◆ PASSAGE SHOWN ◆
# # # # # # #

This week my youngest child turns 13 and I now am the proud mother of two teenagers. Contrary to what I expected from the media and from lore, I am not experiencing managing two moody, brooding kids. It's me that needs to be put in check, not them. What a shock it was to learn this. Let me explain.
When my children were born the parenting guru of the day was Dr Sears. The parenting style came from the book his wife Martha and he wrote called Attachment Parenting. Together they raised 8 children and advocated for a collection of seven practices they call the Baby Bs: “birth bonding, breastfeeding, baby-wearing, bedding close to the baby, belief in the baby’s cry, balance and boundaries, and beware of baby trainers.” Reflecting on that list, with two teenagers on my hand I am far from the Baby B’s.
So much of what the Sears’ advocate naturally falls away once the baby grows. It’s pretty easy to un-attach from co sleeping, breastfeeding and wearing your baby. Can you imagine that with a teenager? (squirm-city!). In so many of the more subtle ways I find myself trying to learn the fine art of “un attachment” parenting that is as fundamental to raising teens as bonding is with your newborn. Taking stock, I realized that in some ways I am doing a great job, letting the kids take risks and allowing them more independence and freedom, but in other ways that are tied to their emotional well being, I fear I am falling short.

# # # # # # #

◆ TASKS AND EXERCISES ◆
- A) According to the parenting passage, how many children did Dr. Sears and his wife Martha raise together?
- B) Write a continuation of the parenting passage, starting after its final sentence.
The entries that follow have no connection to the parenting passage.

◆ DATA EXTRACT ◆

# # # # # # #

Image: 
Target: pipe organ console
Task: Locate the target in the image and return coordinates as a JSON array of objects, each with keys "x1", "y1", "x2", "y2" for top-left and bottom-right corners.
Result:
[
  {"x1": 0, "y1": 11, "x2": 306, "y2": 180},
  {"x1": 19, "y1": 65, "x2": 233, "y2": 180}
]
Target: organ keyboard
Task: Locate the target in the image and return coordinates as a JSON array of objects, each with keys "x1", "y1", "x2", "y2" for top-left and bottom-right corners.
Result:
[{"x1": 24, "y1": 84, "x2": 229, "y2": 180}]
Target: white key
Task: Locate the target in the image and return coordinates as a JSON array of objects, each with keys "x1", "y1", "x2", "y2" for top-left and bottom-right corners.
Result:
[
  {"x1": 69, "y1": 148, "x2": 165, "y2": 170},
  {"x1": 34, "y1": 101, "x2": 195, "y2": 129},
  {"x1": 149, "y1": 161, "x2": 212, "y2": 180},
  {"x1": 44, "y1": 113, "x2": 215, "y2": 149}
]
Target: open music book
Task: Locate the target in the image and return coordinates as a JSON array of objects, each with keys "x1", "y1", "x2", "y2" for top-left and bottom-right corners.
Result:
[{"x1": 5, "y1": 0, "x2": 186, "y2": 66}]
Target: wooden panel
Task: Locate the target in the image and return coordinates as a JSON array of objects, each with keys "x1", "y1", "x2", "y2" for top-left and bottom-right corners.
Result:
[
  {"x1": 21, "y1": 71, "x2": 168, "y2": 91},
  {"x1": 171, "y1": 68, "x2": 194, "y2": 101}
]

# # # # # # #

◆ ANSWER LIST ◆
- A) They raised eight children.

- B)
Here’s an example. My eldest is doing all school at home and I find myself privy to everything that’s going on. He is very responsible about his work, and yet everyday I ask him his plan for homework, assignments and check in about communication he needs to have with his teachers. While he is very patient with me, I know it is annoying to have me up in his grill all of the time; honestly I annoy myself while I am doing it. So much so that I finally had to ask myself why. What do I hope to accomplish by being so involved? What is really going on here? Am I worried about him getting into college? Do I think he will fail? So what if he gets a bad grade and feels bad about it?
None of these possibilities are very realistic (except the poor grades, which happens to everyone). The truth is that instead of “saving him” I am really trying to save myself; Save myself from disappointment and from my own discomfort when he has hard feelings. And this isn’t fair because my selfishness is actually depriving him the opportunity to build his own tool kit of grit and resilience and the ability to handle all kinds of emotions and experiences. All the while I’m sending him the message that I don’t trust that he can handle his schoolwork on his own, or get through difficult times. Not very nurturing and not what I want for my kids.
My teenagers need agency and ownership of their lives, so that they can learn to navigate their ups and downs. It is not my job to keep them in emotional bubble-wrap. It’s not good for them or for me. I need to learn to be a foundational presence, waiting in the wings, to cheer them on, pick them up when they are down and support them no matter what. I can be their rock, steady and sure when they are stuck, upset and adrift. This is the greatest gift that I can give them; the opportunity to gain the confidence to handle whatever comes, so that they can take risks, comforted knowing that I will be here for them no matter the outcome. Ultimately this is about me letting go of my own fear while building confidence in my own emotional resolve. Like so much of parenting it’s about looking within to shift MY perspective and change MY approach with them.
I am not sure what ever happened to the Sears’, or if new parents still embrace the 7 Baby Bs. I do find myself wondering how they “unattached” from their 8 children once they became teenagers . And if it worked well maybe they could help us out and write volume 2 “Un Attachment Parenting the 7 Teen’s Ts”. I know that I could use some guidance on how to gently, compassionately unattach from my kids and watch their story unfold as they experience their life.